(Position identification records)
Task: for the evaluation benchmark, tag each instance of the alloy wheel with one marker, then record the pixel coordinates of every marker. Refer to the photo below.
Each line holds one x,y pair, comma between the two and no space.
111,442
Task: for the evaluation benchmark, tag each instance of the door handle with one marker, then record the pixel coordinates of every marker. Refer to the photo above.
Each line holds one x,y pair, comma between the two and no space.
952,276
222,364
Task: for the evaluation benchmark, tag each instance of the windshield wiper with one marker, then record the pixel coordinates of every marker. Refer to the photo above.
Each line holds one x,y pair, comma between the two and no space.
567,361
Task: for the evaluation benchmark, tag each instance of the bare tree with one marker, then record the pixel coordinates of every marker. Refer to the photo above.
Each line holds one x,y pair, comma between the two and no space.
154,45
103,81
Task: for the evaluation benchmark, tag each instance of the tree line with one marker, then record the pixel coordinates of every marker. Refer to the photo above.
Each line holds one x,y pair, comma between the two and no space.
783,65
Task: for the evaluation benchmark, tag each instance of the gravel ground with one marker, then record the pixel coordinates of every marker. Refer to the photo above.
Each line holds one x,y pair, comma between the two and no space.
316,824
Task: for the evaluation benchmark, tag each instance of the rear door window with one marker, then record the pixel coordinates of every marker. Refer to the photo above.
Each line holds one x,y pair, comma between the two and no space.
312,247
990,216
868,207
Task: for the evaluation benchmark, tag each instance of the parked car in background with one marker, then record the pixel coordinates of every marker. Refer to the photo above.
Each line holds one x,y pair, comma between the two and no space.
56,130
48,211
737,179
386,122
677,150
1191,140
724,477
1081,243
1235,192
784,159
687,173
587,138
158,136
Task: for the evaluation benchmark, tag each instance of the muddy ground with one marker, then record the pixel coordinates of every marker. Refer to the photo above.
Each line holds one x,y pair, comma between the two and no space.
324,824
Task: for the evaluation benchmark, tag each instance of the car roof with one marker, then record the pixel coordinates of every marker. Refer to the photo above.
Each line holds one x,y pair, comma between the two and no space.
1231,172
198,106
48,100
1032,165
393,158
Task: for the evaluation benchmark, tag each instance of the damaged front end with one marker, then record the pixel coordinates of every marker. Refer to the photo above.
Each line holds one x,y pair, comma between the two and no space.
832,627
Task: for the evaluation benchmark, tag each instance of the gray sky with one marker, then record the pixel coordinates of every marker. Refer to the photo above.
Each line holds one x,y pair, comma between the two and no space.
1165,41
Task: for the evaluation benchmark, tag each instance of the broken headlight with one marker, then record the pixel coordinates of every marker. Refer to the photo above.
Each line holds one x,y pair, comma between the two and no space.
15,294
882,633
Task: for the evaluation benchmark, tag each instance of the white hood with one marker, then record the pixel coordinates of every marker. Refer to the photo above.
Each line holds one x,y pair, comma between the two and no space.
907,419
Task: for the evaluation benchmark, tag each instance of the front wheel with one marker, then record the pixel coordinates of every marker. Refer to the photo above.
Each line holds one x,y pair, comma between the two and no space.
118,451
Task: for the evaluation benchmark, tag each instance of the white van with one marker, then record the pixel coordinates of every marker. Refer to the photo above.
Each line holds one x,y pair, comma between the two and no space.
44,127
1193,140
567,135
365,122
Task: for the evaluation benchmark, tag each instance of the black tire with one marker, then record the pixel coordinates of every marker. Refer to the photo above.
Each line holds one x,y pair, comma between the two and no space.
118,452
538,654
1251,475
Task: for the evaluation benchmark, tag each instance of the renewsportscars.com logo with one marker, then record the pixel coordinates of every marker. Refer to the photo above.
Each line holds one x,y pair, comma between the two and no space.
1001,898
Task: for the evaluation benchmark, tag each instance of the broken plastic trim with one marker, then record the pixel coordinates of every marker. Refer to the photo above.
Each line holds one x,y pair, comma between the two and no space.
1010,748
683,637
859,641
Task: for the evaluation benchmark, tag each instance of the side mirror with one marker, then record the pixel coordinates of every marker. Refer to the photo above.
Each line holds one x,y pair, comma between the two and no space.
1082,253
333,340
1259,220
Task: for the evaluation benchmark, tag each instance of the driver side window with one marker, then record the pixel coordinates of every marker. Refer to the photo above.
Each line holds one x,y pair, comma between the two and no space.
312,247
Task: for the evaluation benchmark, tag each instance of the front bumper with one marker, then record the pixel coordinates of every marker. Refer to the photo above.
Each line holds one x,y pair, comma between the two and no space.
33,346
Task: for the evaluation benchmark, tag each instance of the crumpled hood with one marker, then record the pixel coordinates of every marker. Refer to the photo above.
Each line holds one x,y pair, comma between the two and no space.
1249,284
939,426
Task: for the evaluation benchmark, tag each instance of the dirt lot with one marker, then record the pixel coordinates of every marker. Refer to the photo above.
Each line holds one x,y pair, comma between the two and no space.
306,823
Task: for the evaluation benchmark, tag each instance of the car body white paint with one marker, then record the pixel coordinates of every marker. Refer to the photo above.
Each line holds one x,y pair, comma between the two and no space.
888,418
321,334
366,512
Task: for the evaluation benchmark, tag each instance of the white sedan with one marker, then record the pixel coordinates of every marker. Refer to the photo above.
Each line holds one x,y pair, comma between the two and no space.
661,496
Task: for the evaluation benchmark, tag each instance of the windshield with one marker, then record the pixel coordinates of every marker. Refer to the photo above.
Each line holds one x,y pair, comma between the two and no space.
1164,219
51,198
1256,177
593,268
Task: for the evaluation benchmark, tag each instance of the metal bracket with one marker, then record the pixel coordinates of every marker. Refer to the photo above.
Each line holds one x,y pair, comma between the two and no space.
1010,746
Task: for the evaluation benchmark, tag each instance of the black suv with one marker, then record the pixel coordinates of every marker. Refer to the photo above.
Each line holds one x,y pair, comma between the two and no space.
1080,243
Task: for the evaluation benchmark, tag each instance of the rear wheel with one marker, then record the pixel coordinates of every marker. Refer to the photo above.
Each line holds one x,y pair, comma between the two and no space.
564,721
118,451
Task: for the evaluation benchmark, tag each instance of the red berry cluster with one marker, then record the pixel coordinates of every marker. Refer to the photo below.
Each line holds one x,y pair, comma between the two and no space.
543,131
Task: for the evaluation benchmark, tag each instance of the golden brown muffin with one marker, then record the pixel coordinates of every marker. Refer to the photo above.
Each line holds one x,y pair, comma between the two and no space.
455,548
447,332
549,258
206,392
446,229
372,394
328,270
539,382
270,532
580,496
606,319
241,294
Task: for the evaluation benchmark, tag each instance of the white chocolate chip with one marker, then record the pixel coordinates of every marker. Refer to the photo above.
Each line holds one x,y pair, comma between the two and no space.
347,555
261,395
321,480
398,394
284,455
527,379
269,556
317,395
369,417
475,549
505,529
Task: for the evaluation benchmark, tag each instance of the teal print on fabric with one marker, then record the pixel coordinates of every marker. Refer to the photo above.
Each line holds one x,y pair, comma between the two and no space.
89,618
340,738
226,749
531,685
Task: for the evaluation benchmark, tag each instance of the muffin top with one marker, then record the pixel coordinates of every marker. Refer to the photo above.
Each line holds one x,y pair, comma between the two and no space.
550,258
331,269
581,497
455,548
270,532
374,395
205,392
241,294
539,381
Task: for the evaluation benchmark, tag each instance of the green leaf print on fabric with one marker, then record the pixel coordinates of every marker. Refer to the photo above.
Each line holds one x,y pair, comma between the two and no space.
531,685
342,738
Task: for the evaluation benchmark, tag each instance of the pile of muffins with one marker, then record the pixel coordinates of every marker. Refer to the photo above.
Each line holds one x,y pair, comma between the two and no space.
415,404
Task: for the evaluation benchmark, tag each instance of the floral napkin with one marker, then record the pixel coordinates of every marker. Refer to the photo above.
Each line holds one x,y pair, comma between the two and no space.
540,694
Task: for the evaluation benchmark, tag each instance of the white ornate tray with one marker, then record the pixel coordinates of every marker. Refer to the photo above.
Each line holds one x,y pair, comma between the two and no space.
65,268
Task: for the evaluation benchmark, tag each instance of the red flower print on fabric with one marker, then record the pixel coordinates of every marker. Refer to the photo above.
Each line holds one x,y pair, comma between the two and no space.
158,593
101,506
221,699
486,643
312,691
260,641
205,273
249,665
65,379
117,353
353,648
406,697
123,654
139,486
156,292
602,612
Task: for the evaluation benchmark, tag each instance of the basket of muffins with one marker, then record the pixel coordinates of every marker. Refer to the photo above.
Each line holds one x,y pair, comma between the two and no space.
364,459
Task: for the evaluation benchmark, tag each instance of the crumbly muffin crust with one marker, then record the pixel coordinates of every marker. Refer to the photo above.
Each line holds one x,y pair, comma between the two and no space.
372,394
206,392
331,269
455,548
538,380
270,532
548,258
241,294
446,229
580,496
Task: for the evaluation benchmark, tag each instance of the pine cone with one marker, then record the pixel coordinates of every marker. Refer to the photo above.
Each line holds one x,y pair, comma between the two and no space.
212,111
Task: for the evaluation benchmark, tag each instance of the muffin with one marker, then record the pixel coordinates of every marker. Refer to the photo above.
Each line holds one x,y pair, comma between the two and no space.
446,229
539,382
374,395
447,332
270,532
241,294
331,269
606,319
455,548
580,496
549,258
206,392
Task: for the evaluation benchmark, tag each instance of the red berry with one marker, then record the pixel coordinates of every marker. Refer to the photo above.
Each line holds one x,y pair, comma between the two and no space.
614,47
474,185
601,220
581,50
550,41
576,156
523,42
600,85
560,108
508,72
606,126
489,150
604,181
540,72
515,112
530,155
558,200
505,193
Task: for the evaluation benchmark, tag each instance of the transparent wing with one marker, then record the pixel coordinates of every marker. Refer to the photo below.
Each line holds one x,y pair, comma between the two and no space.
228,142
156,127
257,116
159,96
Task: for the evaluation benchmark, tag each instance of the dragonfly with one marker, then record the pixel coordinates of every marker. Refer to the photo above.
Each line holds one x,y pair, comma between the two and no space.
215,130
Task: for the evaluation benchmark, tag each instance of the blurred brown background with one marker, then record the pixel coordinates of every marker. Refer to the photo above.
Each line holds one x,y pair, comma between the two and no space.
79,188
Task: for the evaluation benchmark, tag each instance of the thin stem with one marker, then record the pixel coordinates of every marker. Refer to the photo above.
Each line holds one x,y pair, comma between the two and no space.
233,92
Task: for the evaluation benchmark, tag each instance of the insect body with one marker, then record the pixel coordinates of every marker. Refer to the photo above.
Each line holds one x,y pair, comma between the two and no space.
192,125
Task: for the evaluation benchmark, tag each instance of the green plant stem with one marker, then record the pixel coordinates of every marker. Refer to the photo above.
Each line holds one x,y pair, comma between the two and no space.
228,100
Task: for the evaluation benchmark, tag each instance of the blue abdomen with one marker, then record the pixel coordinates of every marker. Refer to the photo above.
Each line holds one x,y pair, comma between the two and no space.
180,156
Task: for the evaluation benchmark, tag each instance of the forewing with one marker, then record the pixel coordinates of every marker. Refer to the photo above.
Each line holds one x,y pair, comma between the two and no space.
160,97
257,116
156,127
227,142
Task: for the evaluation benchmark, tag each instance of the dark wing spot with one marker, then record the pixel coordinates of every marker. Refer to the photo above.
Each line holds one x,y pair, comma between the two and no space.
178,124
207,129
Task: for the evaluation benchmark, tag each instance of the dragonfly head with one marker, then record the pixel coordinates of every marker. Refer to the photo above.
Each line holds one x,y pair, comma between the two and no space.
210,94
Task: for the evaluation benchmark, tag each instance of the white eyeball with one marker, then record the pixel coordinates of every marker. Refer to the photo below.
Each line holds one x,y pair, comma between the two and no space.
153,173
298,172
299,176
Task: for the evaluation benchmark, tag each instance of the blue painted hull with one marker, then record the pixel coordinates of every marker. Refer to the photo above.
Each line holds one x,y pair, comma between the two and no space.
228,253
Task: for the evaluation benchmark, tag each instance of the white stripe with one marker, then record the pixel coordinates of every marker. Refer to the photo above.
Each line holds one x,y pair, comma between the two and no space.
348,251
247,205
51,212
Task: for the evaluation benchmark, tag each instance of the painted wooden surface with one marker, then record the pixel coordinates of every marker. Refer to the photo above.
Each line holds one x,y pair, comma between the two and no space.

§ Task description:
Output the line holding "the blue abdomen", then every later line through the end of the records above, exactly as given and nothing else.

§ Result below:
Task: for the evaluation benchmark, tag each instance of the blue abdomen with one marker, then record the pixel coordinates of every marker. Refer to the photo above.
Each line holds one x,y pair, comma between the two and no space.
180,156
Task: for the evaluation benchmark, tag each instance of the forewing with one marker, then record the pixel coordinates of every marker. Refer to the photo above.
Each line holds one x,y pair, comma between the two and no space.
160,97
257,116
156,127
227,142
Task: for the evaluation benchmark, tag each instance of the dark wing spot with one marker, then record the pixel coordinates of every marker. Refer to the photo above.
Each line holds one x,y pair, comma between the two and no space.
178,124
207,129
Task: for the evaluation benchmark, tag each instance of the dragonfly head with one marker, then record the pixel coordinates of every marker. Refer to the photo above.
Each line holds one x,y pair, comma between the two and no space.
210,94
Task: for the evaluation benchmark, tag each instance of the white eyeball with one marker, then record the pixel coordinates of every marker. Refer to the photo below.
Each line holds one x,y pair, comma between the two and no space.
153,173
298,172
299,176
Task: for the evaluation benchmark, tag each instance of the blue painted hull with one marker, then record the pixel coordinates of every marker. Refer to the photo above.
Each line holds one x,y pair, comma between the two and no space.
228,253
Task: for the evaluation benchmark, tag each instance of the white stripe with one marker, then record the pixel coordinates of every marker. Refer to the photo above.
Each line holds one x,y pair, comma between the two and no space.
348,251
247,205
51,212
Task: for the evaluation benchmark, tag each instance of the painted wooden surface with one marker, then record the pixel coordinates of every marker. Refer to the photo above.
Each line holds one x,y pair, comma between the two and no space.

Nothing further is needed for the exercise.